Friday, August 30, 2013

Singing The Homework Blues

“How do donkeys poop?” Natalie asked.

I rubbed my temples. Why was she making this difficult? Why? I had already found her underneath the table, playing silently with her Barbies. Then she had stuck the pencil above her upper lip, pretending it was a mustache.

All she had to do was her homework. One page where all she had to do was write numbers. What would it be like when she had complicated homework?

I had set her up at the dining room table and instructed her to do it. As mentioned above, she decided to play with her toys the second I left the room. When I chastised her, she acted as though she was doing her work but when I came back in, she was pretending she had a pencil mustache.

And now she was asking me about donkeys. And pooping.

Clearly I was going to have to sit with her. I instructed her to write the numbers. She did two and then went,

“My hand hurts.” She set the pencil down and flexed it.

“The sooner you finish, the sooner you can be done,” I said.

■ **WHAT YOU NEED TO DO**:
**A)** Rewrite the homework post starting at "I rubbed my" and ending at "was a mustache.", putting "dolls" in place of "Barbies".
**B)** Answer these questions using the homework post:
(i) Where was Natalie set up to do her homework?
(ii) What did she pretend the pencil was when she held it above her upper lip?
(iii) What did she say after writing two numbers?
The items that follow come from a different source than the homework post.

■ **ENTRIES SHOWN**:
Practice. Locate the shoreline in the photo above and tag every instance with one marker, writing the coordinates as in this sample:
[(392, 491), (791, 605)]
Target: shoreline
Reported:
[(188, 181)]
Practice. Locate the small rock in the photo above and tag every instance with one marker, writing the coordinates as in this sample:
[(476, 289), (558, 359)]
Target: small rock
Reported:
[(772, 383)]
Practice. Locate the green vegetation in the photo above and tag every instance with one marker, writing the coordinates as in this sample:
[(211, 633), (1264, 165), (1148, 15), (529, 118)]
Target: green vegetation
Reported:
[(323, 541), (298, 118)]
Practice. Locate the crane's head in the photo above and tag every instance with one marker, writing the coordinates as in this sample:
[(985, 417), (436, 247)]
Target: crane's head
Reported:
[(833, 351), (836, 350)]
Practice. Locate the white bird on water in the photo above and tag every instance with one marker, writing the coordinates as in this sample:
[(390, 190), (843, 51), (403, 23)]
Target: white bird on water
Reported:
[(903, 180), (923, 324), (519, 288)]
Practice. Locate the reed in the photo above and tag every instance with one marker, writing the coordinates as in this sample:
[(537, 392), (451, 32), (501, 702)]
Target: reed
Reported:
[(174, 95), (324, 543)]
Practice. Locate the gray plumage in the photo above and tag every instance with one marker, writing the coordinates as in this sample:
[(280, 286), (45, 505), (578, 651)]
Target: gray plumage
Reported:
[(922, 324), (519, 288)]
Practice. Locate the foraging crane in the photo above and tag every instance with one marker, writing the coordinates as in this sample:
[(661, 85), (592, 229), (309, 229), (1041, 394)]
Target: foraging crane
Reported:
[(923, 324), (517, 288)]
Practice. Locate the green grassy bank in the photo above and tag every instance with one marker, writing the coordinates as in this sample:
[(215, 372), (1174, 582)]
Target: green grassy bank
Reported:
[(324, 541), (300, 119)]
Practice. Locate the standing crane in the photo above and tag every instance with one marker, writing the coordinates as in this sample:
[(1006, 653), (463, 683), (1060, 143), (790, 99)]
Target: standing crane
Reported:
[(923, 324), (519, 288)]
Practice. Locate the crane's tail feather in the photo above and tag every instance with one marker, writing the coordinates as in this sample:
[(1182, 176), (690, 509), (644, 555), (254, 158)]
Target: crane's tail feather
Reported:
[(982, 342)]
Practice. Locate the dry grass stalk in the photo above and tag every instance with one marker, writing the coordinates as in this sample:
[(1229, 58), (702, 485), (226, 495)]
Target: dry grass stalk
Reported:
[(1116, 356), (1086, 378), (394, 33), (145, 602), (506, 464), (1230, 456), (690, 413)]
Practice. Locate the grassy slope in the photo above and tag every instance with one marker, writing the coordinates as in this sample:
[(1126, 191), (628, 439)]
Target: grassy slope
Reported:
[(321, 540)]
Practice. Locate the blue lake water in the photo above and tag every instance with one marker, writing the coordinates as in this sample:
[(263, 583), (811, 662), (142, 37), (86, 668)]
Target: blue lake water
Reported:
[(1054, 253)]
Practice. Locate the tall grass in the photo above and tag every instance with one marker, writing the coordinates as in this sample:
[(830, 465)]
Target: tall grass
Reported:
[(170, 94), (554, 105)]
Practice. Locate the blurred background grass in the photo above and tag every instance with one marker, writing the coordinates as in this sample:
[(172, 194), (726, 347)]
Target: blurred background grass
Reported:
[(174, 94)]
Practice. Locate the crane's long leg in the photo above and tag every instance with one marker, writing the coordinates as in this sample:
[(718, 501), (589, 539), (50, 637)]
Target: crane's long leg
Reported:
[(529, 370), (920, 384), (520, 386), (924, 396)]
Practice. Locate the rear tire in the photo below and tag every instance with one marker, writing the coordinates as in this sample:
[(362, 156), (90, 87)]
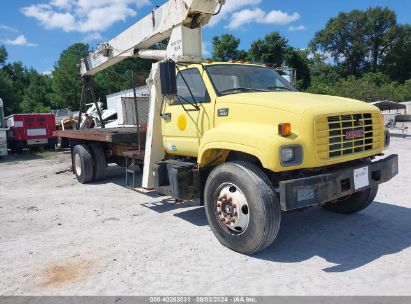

■ **PER-TASK OUTPUTS**:
**A)**
I rubbed my temples. Why was she making this difficult? Why? I had already found her underneath the table, playing silently with her dolls. Then she had stuck the pencil above her upper lip, pretending it was a mustache.

**B)**
(i) At the dining room table.
(ii) A mustache.
(iii) "My hand hurts."